• [Data listing]:
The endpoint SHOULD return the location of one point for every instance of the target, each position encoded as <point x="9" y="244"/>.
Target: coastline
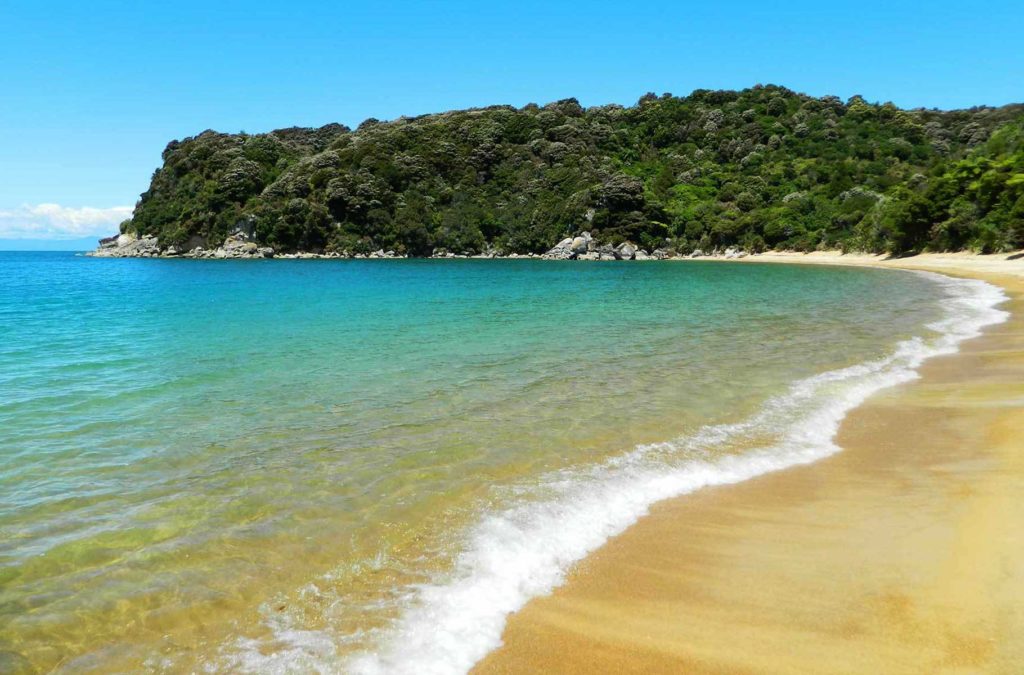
<point x="897" y="554"/>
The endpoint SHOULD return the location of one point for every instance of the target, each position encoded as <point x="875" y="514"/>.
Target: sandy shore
<point x="904" y="553"/>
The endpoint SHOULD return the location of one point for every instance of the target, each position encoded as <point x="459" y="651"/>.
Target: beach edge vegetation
<point x="762" y="168"/>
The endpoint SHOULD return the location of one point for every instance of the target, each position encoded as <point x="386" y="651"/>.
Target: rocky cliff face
<point x="761" y="168"/>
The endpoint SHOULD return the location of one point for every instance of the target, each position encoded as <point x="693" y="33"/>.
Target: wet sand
<point x="904" y="553"/>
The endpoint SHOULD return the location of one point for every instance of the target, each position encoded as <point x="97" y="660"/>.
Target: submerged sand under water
<point x="904" y="553"/>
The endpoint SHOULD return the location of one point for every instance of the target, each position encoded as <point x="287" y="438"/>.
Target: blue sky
<point x="91" y="92"/>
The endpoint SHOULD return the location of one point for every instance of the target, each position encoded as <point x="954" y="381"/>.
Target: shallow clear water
<point x="259" y="465"/>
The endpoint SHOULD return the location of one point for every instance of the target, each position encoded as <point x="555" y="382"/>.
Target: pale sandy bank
<point x="904" y="553"/>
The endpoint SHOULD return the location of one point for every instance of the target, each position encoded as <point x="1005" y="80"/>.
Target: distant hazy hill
<point x="763" y="167"/>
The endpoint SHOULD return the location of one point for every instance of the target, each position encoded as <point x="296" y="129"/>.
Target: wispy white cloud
<point x="55" y="221"/>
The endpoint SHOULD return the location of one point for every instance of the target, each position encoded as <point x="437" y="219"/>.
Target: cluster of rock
<point x="585" y="247"/>
<point x="241" y="246"/>
<point x="127" y="246"/>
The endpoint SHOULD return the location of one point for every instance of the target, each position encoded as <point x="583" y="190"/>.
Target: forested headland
<point x="762" y="168"/>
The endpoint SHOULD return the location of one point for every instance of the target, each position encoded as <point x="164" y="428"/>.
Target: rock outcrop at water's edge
<point x="241" y="245"/>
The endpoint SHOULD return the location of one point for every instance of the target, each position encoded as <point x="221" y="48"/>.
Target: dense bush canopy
<point x="760" y="168"/>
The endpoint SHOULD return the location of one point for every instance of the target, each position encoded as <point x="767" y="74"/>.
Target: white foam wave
<point x="525" y="550"/>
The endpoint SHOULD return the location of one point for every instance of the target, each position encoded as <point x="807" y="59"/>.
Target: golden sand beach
<point x="903" y="553"/>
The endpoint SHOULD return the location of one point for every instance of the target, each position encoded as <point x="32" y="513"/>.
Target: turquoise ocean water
<point x="335" y="466"/>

• [The task]: Your reply should be the full data above, copied exactly, with no pictures in it.

• [Response to the exercise]:
The endpoint SHOULD return the location of one point for every instance of the target, each position encoded as <point x="9" y="244"/>.
Target: coastline
<point x="897" y="554"/>
The endpoint SHOULD return the location of one point for every instance of the target, each position encoded as <point x="875" y="514"/>.
Target: sandy shore
<point x="904" y="553"/>
The endpoint SHOULD return the location of one point for every instance of the target, each position encoded as <point x="459" y="651"/>.
Target: beach edge vegetation
<point x="762" y="168"/>
The endpoint SHOULD return the location of one point for every instance of the target, each position encoded as <point x="386" y="651"/>.
Target: rocky cliff face
<point x="761" y="168"/>
The endpoint SHOULD return the location of one point for every instance of the target, each position encoded as <point x="693" y="33"/>.
Target: wet sand
<point x="904" y="553"/>
The endpoint SHOULD return the location of one point for every instance of the target, each position encoded as <point x="97" y="660"/>.
Target: submerged sand under water
<point x="904" y="553"/>
The endpoint SHOULD return the location of one point for every instance of the target, each position encoded as <point x="287" y="438"/>.
Target: blue sky
<point x="91" y="92"/>
The endpoint SHOULD return the location of one point for every instance of the target, each position encoded as <point x="954" y="381"/>.
Target: shallow clear water
<point x="259" y="465"/>
The endpoint SHOULD return the location of one point for every instance of the target, each position encoded as <point x="555" y="382"/>.
Target: pale sandy bank
<point x="904" y="553"/>
The endpoint SHOULD return the location of one point for every instance of the target, each position encoded as <point x="1005" y="80"/>.
Target: distant hazy hill
<point x="763" y="167"/>
The endpoint SHOULD return the location of one point for every instance of the target, each position encoded as <point x="296" y="129"/>.
Target: wispy white cloud
<point x="55" y="221"/>
The endpoint SHOULD return the location of one point for every instance of the target, each position encoded as <point x="437" y="219"/>.
Target: cluster of rock
<point x="585" y="247"/>
<point x="241" y="246"/>
<point x="127" y="246"/>
The endpoint SHOULD return the location of one point for every instance of the target, each position encoded as <point x="583" y="190"/>.
Target: forested headland
<point x="762" y="168"/>
The endpoint SHOULD return the location of one point for every instance of the target, each position encoded as <point x="164" y="428"/>.
Target: rock outcrop at water's edge
<point x="241" y="245"/>
The endpoint SHOULD return the location of one point for every instance of the target, each position encoded as <point x="221" y="48"/>.
Target: dense bush canopy
<point x="760" y="168"/>
The endpoint SHOULD return the location of one point for every instance of the target, each position encoded as <point x="767" y="74"/>.
Target: white foam wave
<point x="525" y="550"/>
The endpoint SHOULD return the location of one point for every instance of the target, each position encoded as <point x="807" y="59"/>.
Target: golden sand beach
<point x="903" y="553"/>
The endpoint SHOULD return the location of one point for every instance of the target, each position encoded as <point x="32" y="513"/>.
Target: turquoise ocean water
<point x="335" y="466"/>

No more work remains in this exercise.